▸ **PASSAGE GIVEN**:
* Start *
Magazine article Marketing

Innovation: Are We Running out of Good Ideas?

Magazine article Marketing

Innovation: Are We Running out of Good Ideas?

Article excerpt

Whether you're adding an extra blade to a razor or working at the cutting edge of science, innovation is vital.

It drives brand growth and, by extension, the UK economy. But how good is UK plc at innovating? Are brands doing enough to keep the nation competitive? We asked four industry experts for their thoughts - from the government,

Ian Pearson MP, minister for science and innovation; from an innovation consultancy, Stephen Castens, managing partner at Eureka Inventing; from the world of big brands, Troy Warfield, general manager UK and Ireland at Kimberly-Clark; and from the SME arena, Tom Kay, founder of ethical surf clothing brand Finisterre.

- How important is innovation to UK businesses?

Stephen Castens: Hugely. As technologies converge and major players become more concentrated, innovation will be the major discriminator between firms. But, increasingly, companies based in the UK are not looking to the UK as a driver of innovation. In our experience, companies are innovating for driver markets, such as the US and China, leaving the UK to pick up some of the benefits.

Ian Pearson: Innovation is vital for business to achieve higher and more sustainable profitability, compete globally and provide higher value to customers through better products and services. With the formation of the Department for Innovation, Universities and Skills (DIUS), innovation now has a direct voice in the Cabinet.

Tom Kay: There are two types of innovation within the product and service sector: unsustainable and sustainable. There is the type of innovation that happens every year - current model with a few extras - to push sales and create demand. This type of innovation is usually unsustainable, quickly rendering many products and services obsolete The other is sustainable innovation, the type of designs and concepts that are so ground-breaking and well planned that they see many years of success.
* End *
▸ **ENTRIES PROVIDED**:
* Start *
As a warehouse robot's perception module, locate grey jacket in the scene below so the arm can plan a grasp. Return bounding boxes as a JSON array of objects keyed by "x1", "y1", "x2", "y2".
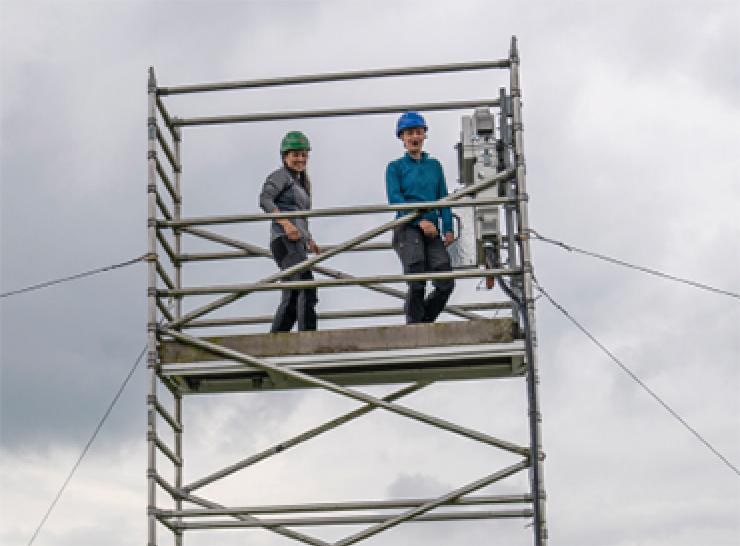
[{"x1": 260, "y1": 166, "x2": 312, "y2": 245}]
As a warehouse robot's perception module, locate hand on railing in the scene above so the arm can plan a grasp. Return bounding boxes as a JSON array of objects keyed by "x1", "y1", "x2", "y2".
[
  {"x1": 279, "y1": 220, "x2": 301, "y2": 241},
  {"x1": 419, "y1": 220, "x2": 439, "y2": 239}
]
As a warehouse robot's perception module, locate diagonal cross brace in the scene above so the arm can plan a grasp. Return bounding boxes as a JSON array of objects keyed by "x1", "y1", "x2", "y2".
[
  {"x1": 181, "y1": 383, "x2": 429, "y2": 492},
  {"x1": 333, "y1": 459, "x2": 529, "y2": 546},
  {"x1": 162, "y1": 328, "x2": 530, "y2": 457},
  {"x1": 168, "y1": 169, "x2": 516, "y2": 328}
]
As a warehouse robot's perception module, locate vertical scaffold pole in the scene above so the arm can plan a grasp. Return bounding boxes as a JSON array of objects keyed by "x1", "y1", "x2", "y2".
[
  {"x1": 147, "y1": 67, "x2": 158, "y2": 546},
  {"x1": 509, "y1": 36, "x2": 547, "y2": 546},
  {"x1": 172, "y1": 112, "x2": 183, "y2": 546}
]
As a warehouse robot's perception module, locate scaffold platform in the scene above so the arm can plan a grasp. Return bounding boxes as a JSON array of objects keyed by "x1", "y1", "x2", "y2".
[{"x1": 160, "y1": 318, "x2": 526, "y2": 394}]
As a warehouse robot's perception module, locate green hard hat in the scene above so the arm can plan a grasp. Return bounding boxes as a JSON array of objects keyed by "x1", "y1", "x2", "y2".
[{"x1": 280, "y1": 131, "x2": 311, "y2": 155}]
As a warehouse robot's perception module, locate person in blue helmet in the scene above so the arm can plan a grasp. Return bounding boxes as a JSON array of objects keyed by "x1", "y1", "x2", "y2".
[{"x1": 385, "y1": 112, "x2": 455, "y2": 324}]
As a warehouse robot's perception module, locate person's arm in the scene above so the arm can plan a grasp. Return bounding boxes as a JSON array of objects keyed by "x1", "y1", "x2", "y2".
[
  {"x1": 437, "y1": 164, "x2": 455, "y2": 245},
  {"x1": 385, "y1": 161, "x2": 419, "y2": 225},
  {"x1": 259, "y1": 171, "x2": 301, "y2": 241}
]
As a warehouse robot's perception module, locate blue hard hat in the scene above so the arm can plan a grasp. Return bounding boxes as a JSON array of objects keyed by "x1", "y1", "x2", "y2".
[{"x1": 396, "y1": 112, "x2": 428, "y2": 138}]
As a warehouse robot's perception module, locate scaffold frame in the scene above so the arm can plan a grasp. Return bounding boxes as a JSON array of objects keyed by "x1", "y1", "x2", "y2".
[{"x1": 147, "y1": 37, "x2": 547, "y2": 546}]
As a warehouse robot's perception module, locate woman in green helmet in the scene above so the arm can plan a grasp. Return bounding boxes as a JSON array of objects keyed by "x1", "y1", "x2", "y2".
[{"x1": 259, "y1": 131, "x2": 319, "y2": 332}]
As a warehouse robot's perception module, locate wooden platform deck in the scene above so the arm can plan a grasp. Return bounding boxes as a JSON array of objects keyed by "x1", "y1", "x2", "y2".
[{"x1": 160, "y1": 319, "x2": 525, "y2": 394}]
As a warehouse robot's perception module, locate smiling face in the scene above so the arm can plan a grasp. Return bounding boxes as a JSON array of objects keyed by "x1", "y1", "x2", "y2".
[
  {"x1": 283, "y1": 150, "x2": 308, "y2": 173},
  {"x1": 401, "y1": 127, "x2": 427, "y2": 159}
]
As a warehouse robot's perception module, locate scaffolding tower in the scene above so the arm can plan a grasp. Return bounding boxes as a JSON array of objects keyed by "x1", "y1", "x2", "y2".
[{"x1": 147, "y1": 37, "x2": 547, "y2": 546}]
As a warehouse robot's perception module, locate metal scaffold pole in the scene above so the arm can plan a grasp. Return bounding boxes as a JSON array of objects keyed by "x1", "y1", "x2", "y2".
[
  {"x1": 147, "y1": 68, "x2": 158, "y2": 546},
  {"x1": 509, "y1": 36, "x2": 547, "y2": 546}
]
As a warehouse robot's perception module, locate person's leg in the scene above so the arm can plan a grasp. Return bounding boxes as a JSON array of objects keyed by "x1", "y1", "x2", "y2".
[
  {"x1": 270, "y1": 237, "x2": 306, "y2": 333},
  {"x1": 298, "y1": 271, "x2": 319, "y2": 331},
  {"x1": 424, "y1": 237, "x2": 455, "y2": 322},
  {"x1": 393, "y1": 225, "x2": 426, "y2": 324}
]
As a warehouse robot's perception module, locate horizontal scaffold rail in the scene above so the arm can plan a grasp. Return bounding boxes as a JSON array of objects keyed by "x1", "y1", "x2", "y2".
[
  {"x1": 170, "y1": 508, "x2": 533, "y2": 530},
  {"x1": 172, "y1": 98, "x2": 500, "y2": 127},
  {"x1": 182, "y1": 301, "x2": 511, "y2": 328},
  {"x1": 157, "y1": 268, "x2": 522, "y2": 297},
  {"x1": 156, "y1": 494, "x2": 532, "y2": 518},
  {"x1": 157, "y1": 59, "x2": 511, "y2": 95},
  {"x1": 157, "y1": 197, "x2": 517, "y2": 228}
]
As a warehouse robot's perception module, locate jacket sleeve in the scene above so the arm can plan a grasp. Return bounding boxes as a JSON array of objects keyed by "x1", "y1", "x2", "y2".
[
  {"x1": 385, "y1": 161, "x2": 420, "y2": 225},
  {"x1": 259, "y1": 172, "x2": 288, "y2": 213},
  {"x1": 437, "y1": 159, "x2": 453, "y2": 234}
]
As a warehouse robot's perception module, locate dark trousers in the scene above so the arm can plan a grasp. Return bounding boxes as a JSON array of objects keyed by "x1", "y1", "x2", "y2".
[
  {"x1": 270, "y1": 237, "x2": 319, "y2": 332},
  {"x1": 393, "y1": 225, "x2": 455, "y2": 324}
]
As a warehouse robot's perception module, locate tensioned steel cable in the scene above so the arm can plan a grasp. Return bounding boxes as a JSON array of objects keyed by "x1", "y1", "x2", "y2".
[
  {"x1": 528, "y1": 229, "x2": 740, "y2": 299},
  {"x1": 0, "y1": 254, "x2": 147, "y2": 298},
  {"x1": 532, "y1": 275, "x2": 740, "y2": 475},
  {"x1": 28, "y1": 346, "x2": 147, "y2": 546}
]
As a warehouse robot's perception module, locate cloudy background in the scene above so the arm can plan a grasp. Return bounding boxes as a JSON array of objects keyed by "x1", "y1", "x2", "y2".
[{"x1": 0, "y1": 0, "x2": 740, "y2": 546}]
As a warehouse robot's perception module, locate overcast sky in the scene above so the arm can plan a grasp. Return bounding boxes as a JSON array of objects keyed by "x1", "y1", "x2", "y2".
[{"x1": 0, "y1": 0, "x2": 740, "y2": 546}]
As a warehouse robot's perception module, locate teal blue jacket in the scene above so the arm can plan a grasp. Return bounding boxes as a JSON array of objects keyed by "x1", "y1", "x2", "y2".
[{"x1": 385, "y1": 152, "x2": 452, "y2": 233}]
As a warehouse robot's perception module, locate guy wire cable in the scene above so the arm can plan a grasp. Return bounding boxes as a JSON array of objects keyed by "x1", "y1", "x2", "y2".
[
  {"x1": 532, "y1": 275, "x2": 740, "y2": 476},
  {"x1": 528, "y1": 228, "x2": 740, "y2": 299},
  {"x1": 0, "y1": 254, "x2": 147, "y2": 298},
  {"x1": 27, "y1": 298, "x2": 174, "y2": 546}
]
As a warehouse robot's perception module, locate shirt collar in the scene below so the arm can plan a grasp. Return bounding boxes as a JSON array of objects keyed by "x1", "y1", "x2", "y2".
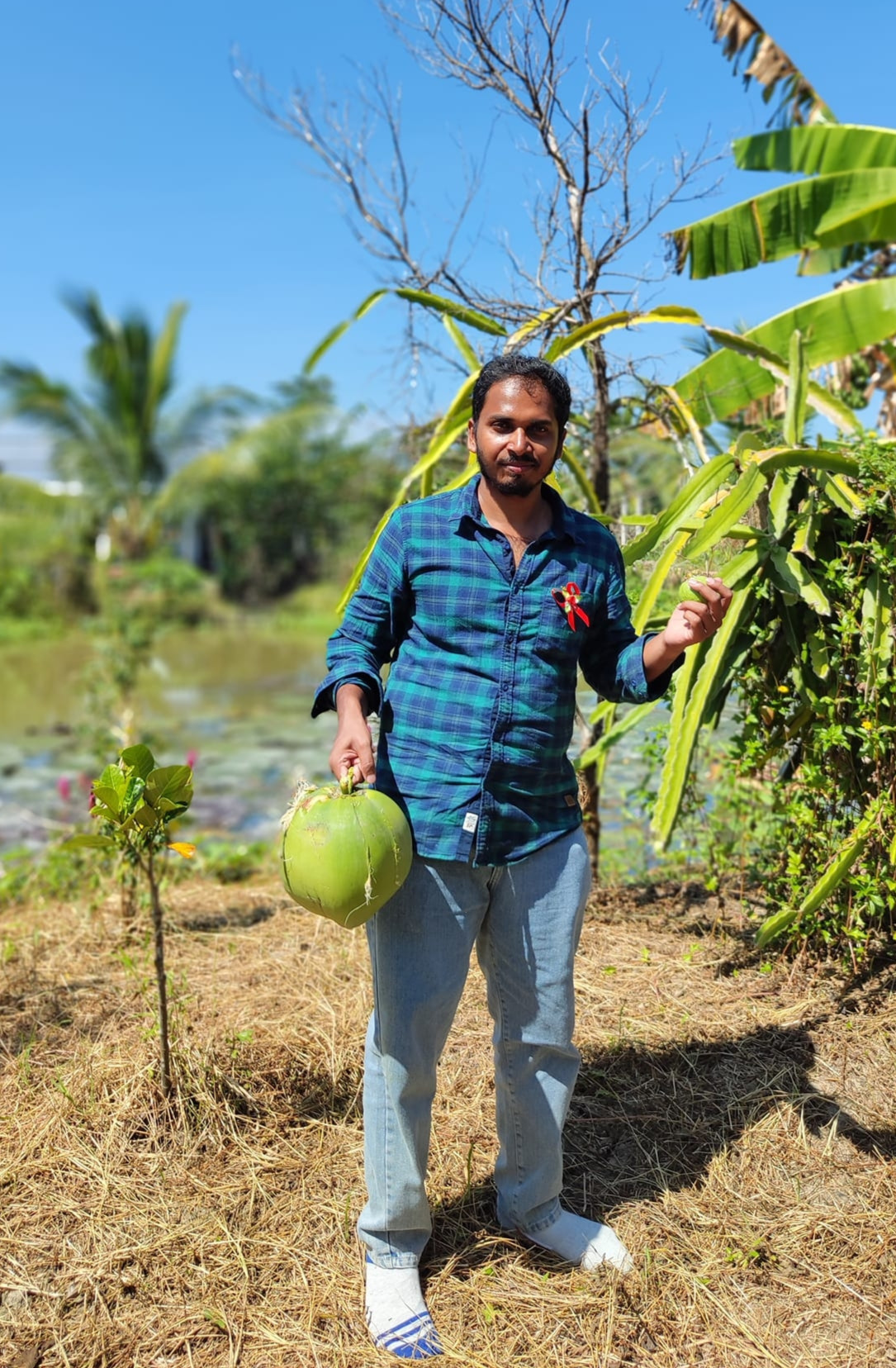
* End *
▸ **DIRECTIVES**:
(a) Answer these questions using the innovation article:
(i) What position does Ian Pearson hold?
(ii) Which driver markets does Stephen Castens say companies are innovating for?
(iii) What two types of innovation does Tom Kay name?
(b) Please carry the innovation article on from its final sentence.
The material can be set aside here.

▸ **ANSWERS TO THE EXERCISE**:
(a)
(i) Minister for science and innovation
(ii) The US and China
(iii) Unsustainable and sustainable

(b)
Troy Warfield: Without innovation, consumer goods suppliers and retailers would fail to grow and improve shareholder value. Innovation is the lynchpin of Kimberly-Clark's strategy, enabling us to drive category growth and become an indispensable partner to the major retailers.

- How does UK innovation compare with overseas?

TW: Because of the sophistication of the UK market it is often this country where true innovation is uncovered. Our Huggies Sleep Shorts brand was an innovation that was jointly developed for both the US and the European markets, and launched in the UK first.

SC: We are definitely leaders in architecture but, arguably, it's like being a gold medallist in cycling when the attention of the world is on athletics. We have some strong brands, such as in the drinks industry, but we are increasingly being challenged. There is an assumption that we are world leaders in innovation, but it is coming under increased scrutiny. Cheaper labour, lower welfare and tax costs overseas, allow more money to be channelled into R&D. Developing markets are increasingly able to leapfrog established ones.

IP: It is important that UK brands continue to embrace innovation so they can successfully compete with overseas brands. But with successful companies moving to a more open, inclusive process of innovation, collaboration with overseas partners has become even more important.

TK: International markets see innovation in different ways. Within the outdoor apparel industry, the UK claims innovations in fabrics on an annual basis, but many of these are little different from existing products, just marketed differently. In Western and Northern European Markets, consumers are less tolerant of marketing gimmicks.

- How easy is it for UK brands to innovate?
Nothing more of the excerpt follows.